YOUR GOAL: Your answer should consist of each line from the data below that contains "performer".

Spatial localization data:
>>>
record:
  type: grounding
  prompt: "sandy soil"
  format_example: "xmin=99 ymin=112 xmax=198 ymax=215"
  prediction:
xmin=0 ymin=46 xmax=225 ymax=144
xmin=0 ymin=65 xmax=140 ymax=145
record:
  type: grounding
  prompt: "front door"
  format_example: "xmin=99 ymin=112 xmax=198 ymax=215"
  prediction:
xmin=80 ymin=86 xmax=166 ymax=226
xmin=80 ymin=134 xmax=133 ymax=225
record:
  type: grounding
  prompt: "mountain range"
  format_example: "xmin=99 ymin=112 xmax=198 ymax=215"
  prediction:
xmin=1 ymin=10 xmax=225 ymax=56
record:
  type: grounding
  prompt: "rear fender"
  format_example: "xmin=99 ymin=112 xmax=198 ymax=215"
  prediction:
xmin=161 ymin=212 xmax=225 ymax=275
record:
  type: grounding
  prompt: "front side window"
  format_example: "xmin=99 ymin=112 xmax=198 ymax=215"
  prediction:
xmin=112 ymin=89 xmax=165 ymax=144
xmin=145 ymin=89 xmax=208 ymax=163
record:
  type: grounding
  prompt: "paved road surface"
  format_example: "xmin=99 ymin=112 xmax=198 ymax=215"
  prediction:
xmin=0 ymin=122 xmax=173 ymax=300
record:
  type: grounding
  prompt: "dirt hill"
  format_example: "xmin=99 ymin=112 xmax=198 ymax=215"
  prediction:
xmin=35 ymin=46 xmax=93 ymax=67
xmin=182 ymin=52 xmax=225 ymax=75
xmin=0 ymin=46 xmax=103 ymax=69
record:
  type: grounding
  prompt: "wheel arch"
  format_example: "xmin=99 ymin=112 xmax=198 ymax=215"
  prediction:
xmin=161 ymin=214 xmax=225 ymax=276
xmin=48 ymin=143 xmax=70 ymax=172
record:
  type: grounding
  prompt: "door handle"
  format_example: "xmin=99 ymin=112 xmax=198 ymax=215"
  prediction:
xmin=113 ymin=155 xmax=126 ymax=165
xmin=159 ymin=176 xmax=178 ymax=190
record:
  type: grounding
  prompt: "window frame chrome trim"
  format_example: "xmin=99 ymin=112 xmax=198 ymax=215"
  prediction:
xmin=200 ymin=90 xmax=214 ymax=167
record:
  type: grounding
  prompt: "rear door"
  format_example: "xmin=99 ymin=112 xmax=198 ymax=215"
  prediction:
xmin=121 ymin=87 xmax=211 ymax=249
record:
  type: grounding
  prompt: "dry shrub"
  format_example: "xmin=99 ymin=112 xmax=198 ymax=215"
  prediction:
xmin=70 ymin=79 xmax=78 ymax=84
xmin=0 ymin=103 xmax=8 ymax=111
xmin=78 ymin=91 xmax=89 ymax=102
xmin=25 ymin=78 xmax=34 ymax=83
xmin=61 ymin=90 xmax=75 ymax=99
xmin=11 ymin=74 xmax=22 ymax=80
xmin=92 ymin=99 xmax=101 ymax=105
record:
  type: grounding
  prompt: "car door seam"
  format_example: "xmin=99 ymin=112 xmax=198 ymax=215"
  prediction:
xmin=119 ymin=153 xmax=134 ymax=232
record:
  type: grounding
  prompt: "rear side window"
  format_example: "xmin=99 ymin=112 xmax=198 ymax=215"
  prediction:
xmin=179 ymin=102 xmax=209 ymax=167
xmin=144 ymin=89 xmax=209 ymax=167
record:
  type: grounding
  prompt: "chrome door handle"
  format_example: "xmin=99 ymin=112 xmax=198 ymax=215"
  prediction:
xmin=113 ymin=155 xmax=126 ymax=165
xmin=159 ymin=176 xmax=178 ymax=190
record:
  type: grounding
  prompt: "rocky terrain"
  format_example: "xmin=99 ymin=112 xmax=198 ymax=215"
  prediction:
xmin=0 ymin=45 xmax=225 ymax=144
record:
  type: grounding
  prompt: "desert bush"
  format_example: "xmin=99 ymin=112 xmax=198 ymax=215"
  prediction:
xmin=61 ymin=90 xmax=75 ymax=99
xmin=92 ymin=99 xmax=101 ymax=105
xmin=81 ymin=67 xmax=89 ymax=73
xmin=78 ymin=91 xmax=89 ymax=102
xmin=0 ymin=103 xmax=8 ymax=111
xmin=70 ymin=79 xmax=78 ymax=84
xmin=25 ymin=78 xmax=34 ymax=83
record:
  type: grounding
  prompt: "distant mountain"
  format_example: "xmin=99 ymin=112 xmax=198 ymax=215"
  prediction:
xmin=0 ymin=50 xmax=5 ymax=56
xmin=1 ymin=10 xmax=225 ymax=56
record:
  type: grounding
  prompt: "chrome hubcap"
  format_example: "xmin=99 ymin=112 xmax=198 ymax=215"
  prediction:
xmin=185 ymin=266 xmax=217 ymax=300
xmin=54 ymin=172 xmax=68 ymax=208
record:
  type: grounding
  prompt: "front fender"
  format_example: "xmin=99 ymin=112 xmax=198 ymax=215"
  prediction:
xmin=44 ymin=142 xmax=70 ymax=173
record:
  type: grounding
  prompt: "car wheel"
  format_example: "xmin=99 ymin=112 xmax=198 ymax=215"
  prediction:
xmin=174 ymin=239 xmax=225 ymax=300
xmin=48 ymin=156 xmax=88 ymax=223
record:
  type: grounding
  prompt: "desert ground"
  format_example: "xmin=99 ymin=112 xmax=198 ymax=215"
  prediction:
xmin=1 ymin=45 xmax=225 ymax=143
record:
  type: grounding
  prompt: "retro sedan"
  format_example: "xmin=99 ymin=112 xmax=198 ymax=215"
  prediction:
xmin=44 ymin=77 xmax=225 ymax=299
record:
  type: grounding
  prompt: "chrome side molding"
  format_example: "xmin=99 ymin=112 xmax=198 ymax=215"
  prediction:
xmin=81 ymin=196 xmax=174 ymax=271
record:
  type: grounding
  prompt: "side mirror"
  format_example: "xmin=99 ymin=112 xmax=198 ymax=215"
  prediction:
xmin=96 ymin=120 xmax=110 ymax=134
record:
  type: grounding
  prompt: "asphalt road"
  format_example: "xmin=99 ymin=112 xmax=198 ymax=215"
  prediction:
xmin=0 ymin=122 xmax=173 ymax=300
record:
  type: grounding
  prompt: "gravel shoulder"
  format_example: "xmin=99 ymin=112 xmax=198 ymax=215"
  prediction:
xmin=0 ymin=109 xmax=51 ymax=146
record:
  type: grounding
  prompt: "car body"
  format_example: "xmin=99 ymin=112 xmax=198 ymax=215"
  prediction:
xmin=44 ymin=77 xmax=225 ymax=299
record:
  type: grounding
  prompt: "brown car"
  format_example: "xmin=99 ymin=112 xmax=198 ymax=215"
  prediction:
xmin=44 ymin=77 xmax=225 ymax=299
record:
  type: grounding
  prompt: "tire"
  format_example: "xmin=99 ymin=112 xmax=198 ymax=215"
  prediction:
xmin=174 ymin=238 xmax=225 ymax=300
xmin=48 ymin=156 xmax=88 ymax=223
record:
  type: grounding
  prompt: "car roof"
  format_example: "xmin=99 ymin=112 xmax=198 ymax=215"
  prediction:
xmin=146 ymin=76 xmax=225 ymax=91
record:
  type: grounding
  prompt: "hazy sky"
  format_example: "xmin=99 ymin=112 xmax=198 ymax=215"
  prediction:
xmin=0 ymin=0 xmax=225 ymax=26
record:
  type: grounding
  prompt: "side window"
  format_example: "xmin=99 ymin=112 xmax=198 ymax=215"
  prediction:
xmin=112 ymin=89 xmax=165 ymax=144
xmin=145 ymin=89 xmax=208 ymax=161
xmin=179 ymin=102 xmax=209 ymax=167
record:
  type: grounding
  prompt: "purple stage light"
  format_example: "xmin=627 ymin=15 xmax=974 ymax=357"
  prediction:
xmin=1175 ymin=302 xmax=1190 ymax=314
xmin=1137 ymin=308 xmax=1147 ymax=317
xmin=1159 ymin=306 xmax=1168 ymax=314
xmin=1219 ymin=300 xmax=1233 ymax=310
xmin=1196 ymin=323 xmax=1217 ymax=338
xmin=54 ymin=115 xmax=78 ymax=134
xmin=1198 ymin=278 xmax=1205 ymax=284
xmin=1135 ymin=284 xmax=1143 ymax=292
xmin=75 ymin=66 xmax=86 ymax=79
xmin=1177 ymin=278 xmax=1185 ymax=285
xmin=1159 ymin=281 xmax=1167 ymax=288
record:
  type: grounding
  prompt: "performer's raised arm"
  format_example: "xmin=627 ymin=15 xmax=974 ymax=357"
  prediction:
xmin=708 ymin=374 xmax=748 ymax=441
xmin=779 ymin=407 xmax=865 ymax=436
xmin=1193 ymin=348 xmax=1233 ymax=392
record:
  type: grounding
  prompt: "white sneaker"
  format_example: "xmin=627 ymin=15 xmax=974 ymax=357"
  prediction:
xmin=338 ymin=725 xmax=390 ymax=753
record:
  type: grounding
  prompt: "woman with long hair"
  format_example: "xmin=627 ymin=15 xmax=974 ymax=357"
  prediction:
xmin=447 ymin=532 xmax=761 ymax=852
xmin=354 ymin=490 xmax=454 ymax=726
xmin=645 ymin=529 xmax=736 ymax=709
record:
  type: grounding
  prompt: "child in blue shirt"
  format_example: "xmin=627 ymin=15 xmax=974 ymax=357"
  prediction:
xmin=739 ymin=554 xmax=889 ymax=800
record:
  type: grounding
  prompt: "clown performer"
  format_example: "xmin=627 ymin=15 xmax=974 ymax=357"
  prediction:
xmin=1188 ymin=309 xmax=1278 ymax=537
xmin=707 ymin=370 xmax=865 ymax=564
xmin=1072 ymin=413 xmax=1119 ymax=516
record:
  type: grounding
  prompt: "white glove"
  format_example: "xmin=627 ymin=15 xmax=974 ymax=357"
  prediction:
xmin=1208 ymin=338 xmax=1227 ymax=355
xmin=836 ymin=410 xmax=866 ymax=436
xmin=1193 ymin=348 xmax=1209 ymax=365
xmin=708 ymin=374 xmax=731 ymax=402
<<<
SOLUTION:
  prompt: "performer's raised arm"
  prompt: "clown performer"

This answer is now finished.